FelixKrueger / Bismark

A tool to map bisulfite converted sequence reads and determine cytosine methylation states
http://felixkrueger.github.io/Bismark/
GNU General Public License v3.0
381 stars 101 forks source link

Interesting M-bias pattern #200

Closed caalo closed 6 years ago

caalo commented 6 years ago

Hi Felix,

Another question for you -- I'm looking at M-bias for my samples (8-10x WGBS) and I'm noticing that there is definitely a dropoff of methylation at the start of the read, but it goes back up continuously rather than a sharp increase, over 20-25bp. This looks somewhat different than your post illustrating M-bias. Have you seen anything like this before and do you have any recommendation on read clipping? I'm looking at read 2 here, but also included the read 1 plot.

fc19311298-01feb17sr_hsbs-wgbs_high markduplicates sorted m-bias_r2 fc19311298-01feb17sr_hsbs-wgbs_high markduplicates sorted m-bias_r1

Thanks, Chris

FelixKrueger commented 6 years ago

Wow this looks really weird, and more worryingly: it looks quite different from what R1 is doing. It is almost certain that combing Read 1 and Read in this case will introduce a LOT of variability almost independently of which kind of threshold you are setting. Which kind of kit was that? Maybe it would be worth getting back to the manufacturer and ask them what they think might be going on?

caalo commented 6 years ago

Hi Felix,

Upon a bit more digging, this phenomena is only specific to cell-free DNA (cfDNA): our gDNA samples do not exhibit this pattern. All of our cfDNA and gDNA samples were treated with Zymo EZ Methylation lightning kit. I also have been looking at cfDNA WGBS samples from other publications that used Qiagen Epitect kit, and they exhibit the same phenomena. Ours is labeled "in-house", whereas the other publication is labeled as "external":

screen shot 2018-09-10 at 2 30 40 pm

And here is our gDNA:

fc19269698-09jan2017sr_wgbs-wgbs_high markduplicates sorted m-bias_r2 fc19269698-09jan2017sr_wgbs-wgbs_high markduplicates sorted m-bias_r1

This observation seems to be specific to cfDNA regardless of kit used. However, I don't see any reason why R1 and R2 should have noticeably different methylation patterns, especially if there is 50/50 strand balance. Would be interested to hear what you think.

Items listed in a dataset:
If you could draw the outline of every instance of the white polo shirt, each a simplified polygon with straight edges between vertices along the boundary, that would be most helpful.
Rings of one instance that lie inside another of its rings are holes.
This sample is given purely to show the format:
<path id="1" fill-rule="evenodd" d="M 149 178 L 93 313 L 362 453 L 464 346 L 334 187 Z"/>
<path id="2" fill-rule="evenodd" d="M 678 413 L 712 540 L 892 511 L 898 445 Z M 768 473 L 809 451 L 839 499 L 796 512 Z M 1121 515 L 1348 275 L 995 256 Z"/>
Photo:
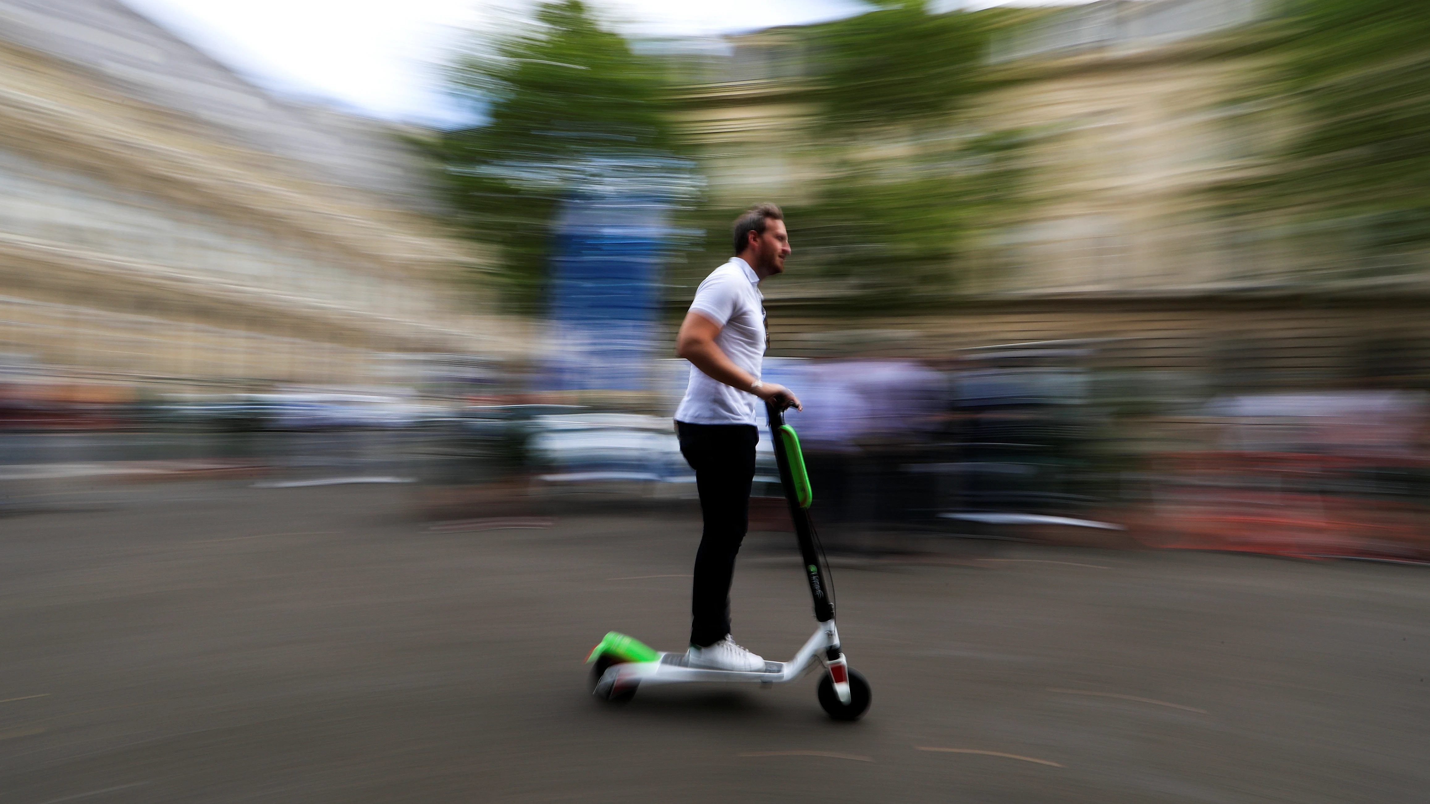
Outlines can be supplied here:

**EXERCISE**
Rewrite the M-bias thread from "Wow this looks" up to and including "be going on?", changing "manufacturer" to "vendor".

**RESPONSE AREA**
Wow this looks really weird, and more worryingly: it looks quite different from what R1 is doing. It is almost certain that combing Read 1 and Read in this case will introduce a LOT of variability almost independently of which kind of threshold you are setting. Which kind of kit was that? Maybe it would be worth getting back to the vendor and ask them what they think might be going on?